GOAL OF THE EXERCISE
Retype each of the following items word for word, leaving out the pictures.

RECORDS SUPPLIED
>> START
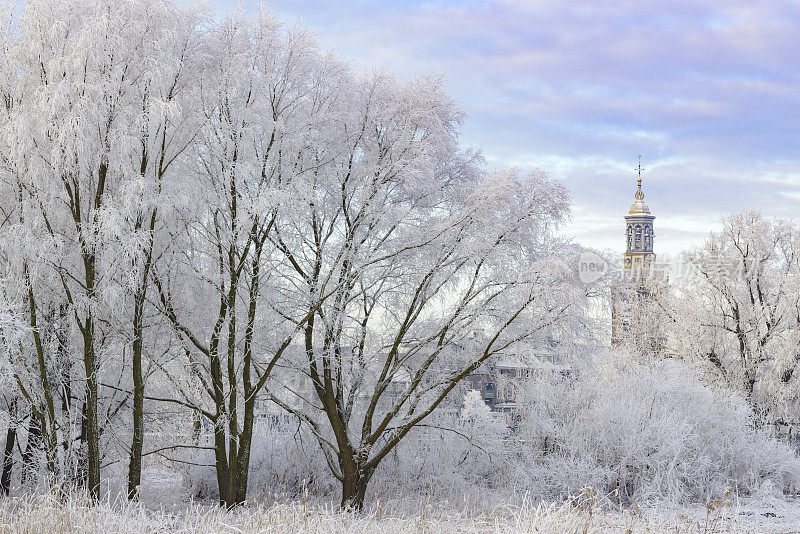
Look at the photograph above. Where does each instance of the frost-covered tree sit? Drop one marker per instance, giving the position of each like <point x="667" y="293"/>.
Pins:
<point x="738" y="312"/>
<point x="268" y="98"/>
<point x="432" y="266"/>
>> END
ANSWER IN FULL
Look at the photograph above. Where does each instance of the frost-covered tree sit? Drop one marker per instance, giving the position of each like <point x="667" y="293"/>.
Pins:
<point x="738" y="312"/>
<point x="268" y="98"/>
<point x="432" y="266"/>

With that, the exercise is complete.